--- Task directions ---
In the wine review below, why did the writer's mother opt for "50/50 with Malbec"? Answer in one to three sentences.

--- Given text ---
════════

We all deserve a drink. First, for subjecting ourselves to a sad reminder that Glen Bear is no longer here. And second, for listening to a five-year-old caterwauling because someone is trying to shine a light in her mouth. Holy crap, we deserve a drink. What shall we have?

We need something that packs a wallop: URBAN UCO MALBEC TEMPRANILLO (2011). By wallop I mean 14.5% alcohol carried in an inky, intense wave of oak-aged Argentine red wine. At under $15 you’d expect this to be a bit of a gamble. Tempranillo doesn’t always behave itself (what varietal does?), but it can be less forgiving on the palate when its more expressive notes have full rein. That’s why we chose a 50/50 red, although Malbec couldn’t necessarily be expected to supply enough of a fruit burst to balance the leathery, vegetal tang of its blending partner.

urban uco

Truth be told, my dad has an aversion to Tempranillo, so we bought this one while he was away. But my mother had this idea that we wouldn’t get to it, and opted for 50/50 with Malbec just in case we ended up sharing it with Dad. That, I suppose, is what happens in a good marriage, although it seemed a bit bear-abusive to make me wait five days to enjoy this wine.

URBAN UCO spent three months in oak barrels. Slightly tight upon opening, it begs to be decanted, and if you have the discipline, you’ll be rewarded by letting it breathe for 30-45 minutes. If you don’t, your first glass may seem strident—but still agreeable. The nose is deep and smoky, hinting of dark berries and raisins. The reward for waiting (even if you do have the DTs) is an intense, mouth-filling, plummy wine with a savory, lingering finish. URBAN UCO is bold and baritone if you wait long enough, with Malbec’s characteristic earthiness playing against the Tempranillo bitch-slap nuance. I loved it, people, and for the price, we should buy a case.

V is sleeping soundly now (although she yammered only so heartbreakingly when she discovered that her prize ring from the dentist had been forgotten in a public washroom). Although I’d rather take a polar bear to the dentist than V, I’m glad it’s over, and I’m grateful for the excuse to drink URBAN UCO.

════════

--- Data section ---
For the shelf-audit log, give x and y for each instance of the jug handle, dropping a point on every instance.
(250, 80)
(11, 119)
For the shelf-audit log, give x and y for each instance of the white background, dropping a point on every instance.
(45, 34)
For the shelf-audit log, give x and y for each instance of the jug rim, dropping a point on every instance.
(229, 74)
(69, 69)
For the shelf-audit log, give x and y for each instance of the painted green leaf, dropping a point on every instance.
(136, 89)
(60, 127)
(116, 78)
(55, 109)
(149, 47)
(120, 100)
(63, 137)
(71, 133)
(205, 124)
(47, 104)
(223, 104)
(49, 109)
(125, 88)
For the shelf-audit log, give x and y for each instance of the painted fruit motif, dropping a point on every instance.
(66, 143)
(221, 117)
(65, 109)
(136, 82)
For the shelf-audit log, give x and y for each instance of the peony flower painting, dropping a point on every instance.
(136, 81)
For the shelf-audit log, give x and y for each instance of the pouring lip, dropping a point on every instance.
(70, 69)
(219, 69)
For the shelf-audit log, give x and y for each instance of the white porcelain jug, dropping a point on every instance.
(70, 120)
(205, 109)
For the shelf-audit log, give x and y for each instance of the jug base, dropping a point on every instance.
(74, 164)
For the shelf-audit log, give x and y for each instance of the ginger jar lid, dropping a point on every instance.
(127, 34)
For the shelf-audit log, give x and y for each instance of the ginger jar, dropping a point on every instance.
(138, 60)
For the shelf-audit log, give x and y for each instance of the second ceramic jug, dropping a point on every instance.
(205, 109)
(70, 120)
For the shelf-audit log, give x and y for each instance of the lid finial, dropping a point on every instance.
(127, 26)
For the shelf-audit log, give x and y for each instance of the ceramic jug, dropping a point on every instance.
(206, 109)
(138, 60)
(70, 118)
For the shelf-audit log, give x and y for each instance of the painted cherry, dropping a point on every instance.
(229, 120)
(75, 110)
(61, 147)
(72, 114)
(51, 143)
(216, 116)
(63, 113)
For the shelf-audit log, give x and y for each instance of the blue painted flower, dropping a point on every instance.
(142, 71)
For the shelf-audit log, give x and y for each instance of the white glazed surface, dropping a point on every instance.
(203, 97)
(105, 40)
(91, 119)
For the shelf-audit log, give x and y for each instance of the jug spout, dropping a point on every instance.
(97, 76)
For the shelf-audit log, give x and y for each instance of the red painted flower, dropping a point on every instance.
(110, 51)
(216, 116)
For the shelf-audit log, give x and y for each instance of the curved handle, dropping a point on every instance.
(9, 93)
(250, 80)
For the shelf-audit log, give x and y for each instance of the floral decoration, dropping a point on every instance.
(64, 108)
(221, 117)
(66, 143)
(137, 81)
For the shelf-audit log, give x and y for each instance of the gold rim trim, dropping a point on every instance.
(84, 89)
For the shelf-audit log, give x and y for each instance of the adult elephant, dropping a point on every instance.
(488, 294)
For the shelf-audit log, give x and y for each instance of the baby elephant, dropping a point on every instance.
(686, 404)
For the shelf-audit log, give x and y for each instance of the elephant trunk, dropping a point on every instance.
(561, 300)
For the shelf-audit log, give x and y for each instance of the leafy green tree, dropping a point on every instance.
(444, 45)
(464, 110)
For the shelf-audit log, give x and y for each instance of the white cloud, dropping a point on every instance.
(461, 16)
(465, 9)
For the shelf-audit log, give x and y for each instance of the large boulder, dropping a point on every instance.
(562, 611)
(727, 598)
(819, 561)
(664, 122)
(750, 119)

════════

--- Exercise result ---
The writer's dad dislikes Tempranillo. The mother thought they might not open the wine before he returned. She chose the 50/50 blend with Malbec in case they ended up sharing it with him.